AIM OF THE TASK: Render the lines from the one containing "point per instance: hillside" through the last line as a JSON list of strings, one string per line, with blank lines skipped. Leave the pictures out.

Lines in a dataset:
————

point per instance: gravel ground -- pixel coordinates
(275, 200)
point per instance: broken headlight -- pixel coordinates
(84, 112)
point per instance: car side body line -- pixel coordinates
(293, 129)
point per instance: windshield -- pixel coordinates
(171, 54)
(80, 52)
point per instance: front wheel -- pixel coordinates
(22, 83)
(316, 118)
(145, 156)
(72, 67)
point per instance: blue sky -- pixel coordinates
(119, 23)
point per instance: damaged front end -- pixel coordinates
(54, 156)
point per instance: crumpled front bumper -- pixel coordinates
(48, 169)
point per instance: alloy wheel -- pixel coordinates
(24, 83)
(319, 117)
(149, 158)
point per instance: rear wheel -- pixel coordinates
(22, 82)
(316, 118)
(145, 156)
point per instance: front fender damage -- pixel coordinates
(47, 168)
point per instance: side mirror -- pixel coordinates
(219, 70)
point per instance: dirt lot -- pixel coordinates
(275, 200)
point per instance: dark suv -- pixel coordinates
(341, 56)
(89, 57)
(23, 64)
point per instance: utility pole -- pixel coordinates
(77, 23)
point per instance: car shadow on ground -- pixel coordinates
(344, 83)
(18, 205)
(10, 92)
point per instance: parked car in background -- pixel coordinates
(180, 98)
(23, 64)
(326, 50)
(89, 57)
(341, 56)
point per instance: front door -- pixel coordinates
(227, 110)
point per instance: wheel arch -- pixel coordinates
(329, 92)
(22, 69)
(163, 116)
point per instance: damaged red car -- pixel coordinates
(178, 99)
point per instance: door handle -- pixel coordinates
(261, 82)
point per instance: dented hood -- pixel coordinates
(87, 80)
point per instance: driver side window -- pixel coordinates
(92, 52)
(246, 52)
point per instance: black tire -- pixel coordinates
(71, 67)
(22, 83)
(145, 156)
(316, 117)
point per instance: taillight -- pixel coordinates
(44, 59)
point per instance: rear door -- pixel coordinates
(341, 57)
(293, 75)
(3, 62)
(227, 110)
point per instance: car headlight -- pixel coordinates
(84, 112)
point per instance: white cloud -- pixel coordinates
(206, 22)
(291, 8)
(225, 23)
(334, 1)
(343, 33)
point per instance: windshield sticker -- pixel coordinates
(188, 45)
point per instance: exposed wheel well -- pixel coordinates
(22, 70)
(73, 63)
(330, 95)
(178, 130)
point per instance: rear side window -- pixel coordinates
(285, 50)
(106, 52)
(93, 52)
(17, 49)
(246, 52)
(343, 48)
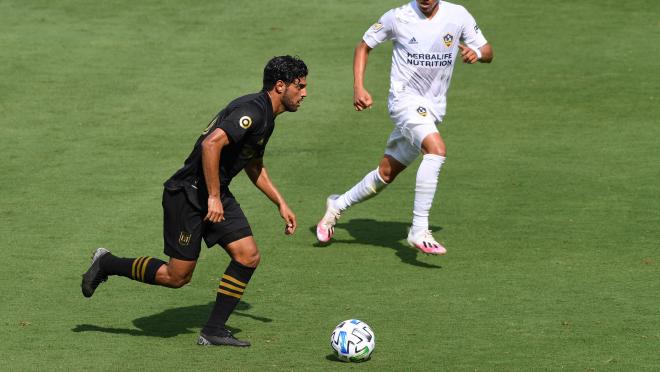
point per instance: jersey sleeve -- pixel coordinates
(472, 35)
(380, 31)
(240, 121)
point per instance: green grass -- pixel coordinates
(549, 203)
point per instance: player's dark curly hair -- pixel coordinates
(285, 68)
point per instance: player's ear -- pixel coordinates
(279, 87)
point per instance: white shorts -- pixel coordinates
(413, 121)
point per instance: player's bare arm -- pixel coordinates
(211, 148)
(361, 97)
(470, 56)
(257, 173)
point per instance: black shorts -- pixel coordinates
(184, 225)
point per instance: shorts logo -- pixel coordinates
(184, 238)
(448, 39)
(245, 122)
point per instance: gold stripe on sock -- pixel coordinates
(144, 268)
(237, 289)
(229, 293)
(234, 280)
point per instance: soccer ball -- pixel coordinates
(353, 341)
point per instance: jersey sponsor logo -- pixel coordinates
(448, 40)
(184, 238)
(245, 122)
(429, 59)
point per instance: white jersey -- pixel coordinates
(424, 50)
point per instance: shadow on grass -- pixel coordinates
(172, 322)
(386, 234)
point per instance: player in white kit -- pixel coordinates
(427, 37)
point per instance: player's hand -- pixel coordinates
(289, 219)
(468, 55)
(361, 99)
(216, 213)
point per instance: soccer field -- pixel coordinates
(549, 203)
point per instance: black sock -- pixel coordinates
(232, 286)
(142, 269)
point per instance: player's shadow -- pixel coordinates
(172, 322)
(387, 234)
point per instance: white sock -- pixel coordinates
(370, 185)
(427, 182)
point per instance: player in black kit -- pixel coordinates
(197, 202)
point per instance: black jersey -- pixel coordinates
(249, 123)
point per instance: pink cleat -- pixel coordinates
(425, 242)
(326, 227)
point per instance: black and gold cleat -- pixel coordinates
(223, 337)
(94, 275)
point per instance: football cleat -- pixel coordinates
(224, 337)
(425, 242)
(94, 275)
(326, 227)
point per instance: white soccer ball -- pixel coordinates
(353, 341)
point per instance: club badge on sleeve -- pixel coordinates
(245, 122)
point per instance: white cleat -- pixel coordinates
(425, 242)
(325, 229)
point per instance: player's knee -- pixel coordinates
(178, 282)
(250, 259)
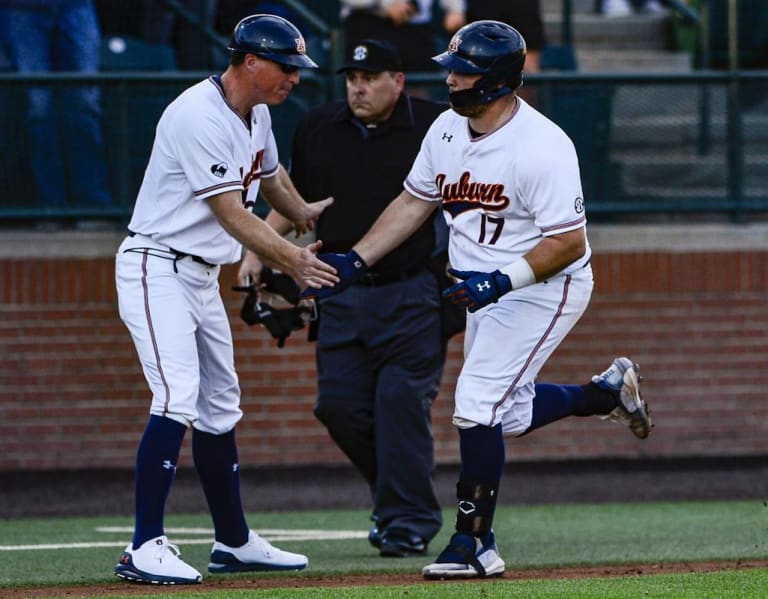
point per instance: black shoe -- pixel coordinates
(401, 543)
(374, 536)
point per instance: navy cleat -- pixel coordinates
(257, 555)
(623, 378)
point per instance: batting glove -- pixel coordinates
(477, 289)
(349, 267)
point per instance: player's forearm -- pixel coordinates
(279, 223)
(404, 215)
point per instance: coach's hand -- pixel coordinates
(349, 268)
(477, 289)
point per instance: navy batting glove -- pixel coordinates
(349, 267)
(477, 289)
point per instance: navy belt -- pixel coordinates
(374, 279)
(181, 255)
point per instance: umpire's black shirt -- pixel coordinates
(363, 168)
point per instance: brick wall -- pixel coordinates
(72, 394)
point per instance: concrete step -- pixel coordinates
(662, 133)
(556, 6)
(634, 60)
(640, 31)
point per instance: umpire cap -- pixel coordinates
(372, 56)
(273, 38)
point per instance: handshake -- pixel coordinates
(476, 289)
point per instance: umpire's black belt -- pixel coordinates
(181, 255)
(375, 279)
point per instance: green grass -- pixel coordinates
(528, 537)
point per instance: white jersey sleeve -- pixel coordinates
(205, 151)
(203, 147)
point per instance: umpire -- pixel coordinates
(380, 353)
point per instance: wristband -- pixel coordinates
(520, 273)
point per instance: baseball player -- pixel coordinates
(214, 149)
(507, 179)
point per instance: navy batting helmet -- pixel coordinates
(490, 48)
(273, 38)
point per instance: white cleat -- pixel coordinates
(156, 562)
(257, 555)
(624, 377)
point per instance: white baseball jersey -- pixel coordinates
(502, 191)
(202, 147)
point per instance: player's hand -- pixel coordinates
(311, 271)
(452, 21)
(477, 289)
(310, 213)
(350, 267)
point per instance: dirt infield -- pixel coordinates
(96, 492)
(298, 582)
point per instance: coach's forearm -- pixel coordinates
(281, 195)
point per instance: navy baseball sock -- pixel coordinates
(155, 469)
(215, 458)
(554, 402)
(482, 462)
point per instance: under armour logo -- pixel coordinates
(466, 507)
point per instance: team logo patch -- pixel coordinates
(360, 53)
(466, 507)
(453, 45)
(219, 170)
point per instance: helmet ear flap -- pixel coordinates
(493, 49)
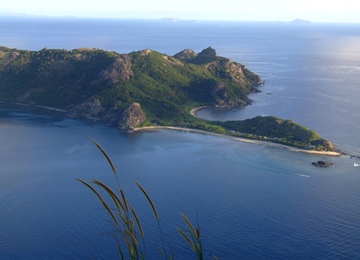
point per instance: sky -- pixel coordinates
(344, 11)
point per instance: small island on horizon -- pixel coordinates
(146, 89)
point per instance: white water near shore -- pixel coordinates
(245, 140)
(252, 201)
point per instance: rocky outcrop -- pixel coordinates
(91, 109)
(119, 69)
(132, 117)
(322, 164)
(186, 55)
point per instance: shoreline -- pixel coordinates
(239, 139)
(196, 109)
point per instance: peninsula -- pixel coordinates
(145, 88)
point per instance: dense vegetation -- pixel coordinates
(103, 85)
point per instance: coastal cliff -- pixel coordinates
(144, 88)
(101, 85)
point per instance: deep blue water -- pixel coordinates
(253, 201)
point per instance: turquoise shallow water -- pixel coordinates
(253, 201)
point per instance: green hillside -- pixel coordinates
(142, 88)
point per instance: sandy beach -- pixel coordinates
(151, 128)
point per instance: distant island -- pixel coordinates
(145, 88)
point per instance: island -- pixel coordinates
(145, 89)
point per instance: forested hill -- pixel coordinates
(152, 87)
(143, 88)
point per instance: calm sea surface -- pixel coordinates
(252, 201)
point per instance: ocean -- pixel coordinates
(251, 201)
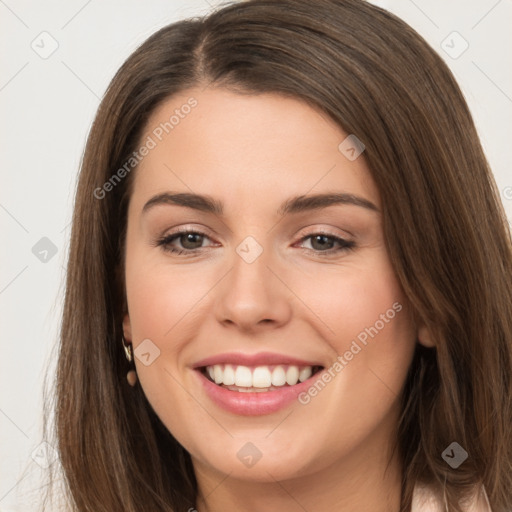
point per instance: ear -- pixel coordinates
(424, 337)
(127, 328)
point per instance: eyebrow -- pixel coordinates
(294, 205)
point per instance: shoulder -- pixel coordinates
(425, 499)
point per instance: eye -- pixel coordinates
(322, 243)
(191, 241)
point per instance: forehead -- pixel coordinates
(243, 147)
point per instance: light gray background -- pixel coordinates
(46, 109)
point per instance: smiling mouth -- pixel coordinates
(258, 379)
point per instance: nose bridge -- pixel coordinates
(250, 293)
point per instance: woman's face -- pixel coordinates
(266, 288)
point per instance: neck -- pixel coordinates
(368, 478)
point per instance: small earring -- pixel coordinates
(131, 376)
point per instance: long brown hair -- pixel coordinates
(444, 225)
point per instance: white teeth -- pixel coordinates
(305, 373)
(229, 375)
(261, 377)
(278, 376)
(292, 375)
(243, 376)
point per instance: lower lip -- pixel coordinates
(253, 404)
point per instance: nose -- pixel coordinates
(253, 297)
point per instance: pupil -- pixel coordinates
(321, 237)
(189, 238)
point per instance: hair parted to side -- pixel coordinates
(444, 225)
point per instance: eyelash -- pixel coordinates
(164, 242)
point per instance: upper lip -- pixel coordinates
(258, 359)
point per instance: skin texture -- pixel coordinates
(252, 152)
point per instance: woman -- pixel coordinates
(286, 235)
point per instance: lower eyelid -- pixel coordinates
(165, 242)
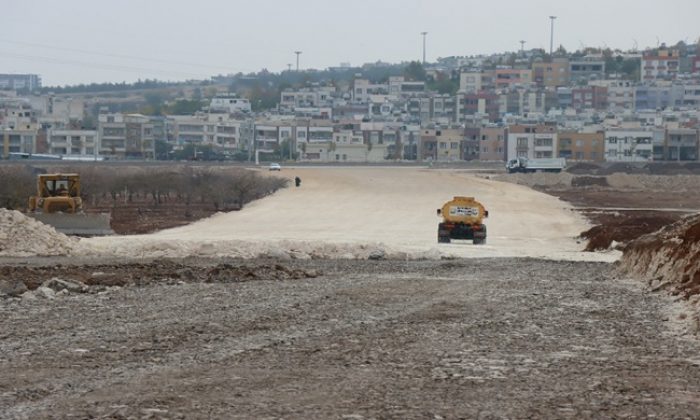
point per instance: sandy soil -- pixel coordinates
(501, 338)
(389, 208)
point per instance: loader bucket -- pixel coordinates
(78, 224)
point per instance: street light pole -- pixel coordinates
(551, 37)
(297, 53)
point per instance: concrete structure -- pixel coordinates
(475, 81)
(82, 143)
(581, 146)
(230, 104)
(126, 136)
(505, 78)
(532, 142)
(589, 97)
(629, 146)
(30, 82)
(551, 74)
(492, 143)
(586, 69)
(681, 144)
(661, 64)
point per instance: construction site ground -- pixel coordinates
(526, 326)
(491, 338)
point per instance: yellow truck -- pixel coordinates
(462, 218)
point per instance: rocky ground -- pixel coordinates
(340, 339)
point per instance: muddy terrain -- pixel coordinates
(489, 338)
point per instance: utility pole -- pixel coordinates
(551, 37)
(297, 53)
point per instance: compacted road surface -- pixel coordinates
(489, 338)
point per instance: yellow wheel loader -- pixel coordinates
(462, 218)
(57, 203)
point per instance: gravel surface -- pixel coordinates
(490, 338)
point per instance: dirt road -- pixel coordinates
(353, 208)
(503, 338)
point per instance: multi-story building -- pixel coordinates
(72, 142)
(691, 95)
(230, 103)
(551, 74)
(531, 141)
(661, 64)
(492, 143)
(581, 146)
(629, 145)
(475, 81)
(585, 69)
(126, 136)
(681, 144)
(589, 97)
(481, 104)
(505, 78)
(19, 139)
(30, 82)
(362, 90)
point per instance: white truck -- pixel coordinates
(535, 165)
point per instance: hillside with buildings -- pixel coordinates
(593, 105)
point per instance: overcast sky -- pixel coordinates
(85, 41)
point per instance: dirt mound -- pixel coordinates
(589, 181)
(668, 258)
(581, 168)
(622, 228)
(22, 236)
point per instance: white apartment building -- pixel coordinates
(532, 145)
(629, 145)
(231, 104)
(73, 142)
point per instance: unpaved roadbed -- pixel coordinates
(365, 339)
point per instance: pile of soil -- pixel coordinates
(618, 228)
(22, 236)
(668, 258)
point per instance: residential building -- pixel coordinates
(660, 64)
(585, 69)
(19, 139)
(73, 142)
(505, 78)
(492, 143)
(481, 104)
(475, 81)
(230, 103)
(681, 145)
(589, 97)
(581, 146)
(126, 136)
(629, 145)
(532, 142)
(551, 74)
(362, 90)
(30, 82)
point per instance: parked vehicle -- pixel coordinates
(462, 218)
(535, 165)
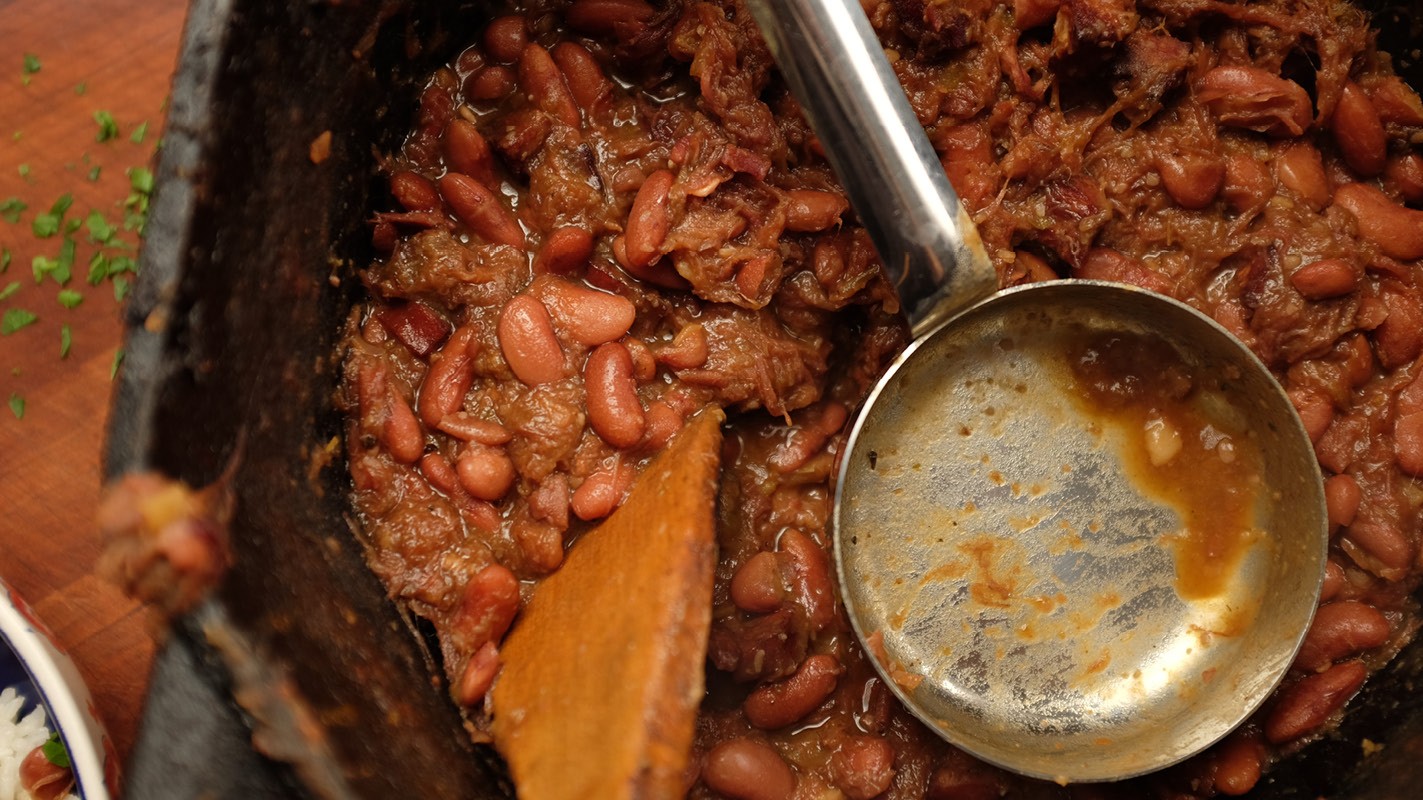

————

TASK RESPONSE:
[
  "point per instance: hillside with buildings -- pixel coordinates",
  "(593, 105)",
  "point per instance: overcast sky -- pixel coordinates",
  "(85, 41)",
  "point per instance: dirt mound -- pixel coordinates",
  "(589, 181)",
  "(668, 258)",
  "(581, 168)",
  "(622, 228)",
  "(22, 236)",
  "point per instance: white apartment building -- pixel coordinates",
  "(532, 145)",
  "(629, 145)",
  "(231, 104)",
  "(73, 142)",
  "point per instance: unpaved roadbed -- pixel coordinates",
  "(365, 339)",
  "point per instance: pile of soil -- pixel coordinates",
  "(618, 228)",
  "(22, 236)",
  "(668, 258)",
  "point per instance: residential building -- pixel coordinates",
  "(660, 64)",
  "(585, 69)",
  "(19, 139)",
  "(73, 142)",
  "(505, 78)",
  "(492, 143)",
  "(481, 104)",
  "(475, 81)",
  "(230, 103)",
  "(681, 145)",
  "(589, 97)",
  "(581, 146)",
  "(126, 136)",
  "(629, 145)",
  "(532, 142)",
  "(551, 74)",
  "(362, 90)",
  "(30, 82)",
  "point per instance: parked vehicle -- pixel coordinates",
  "(462, 218)",
  "(535, 165)"
]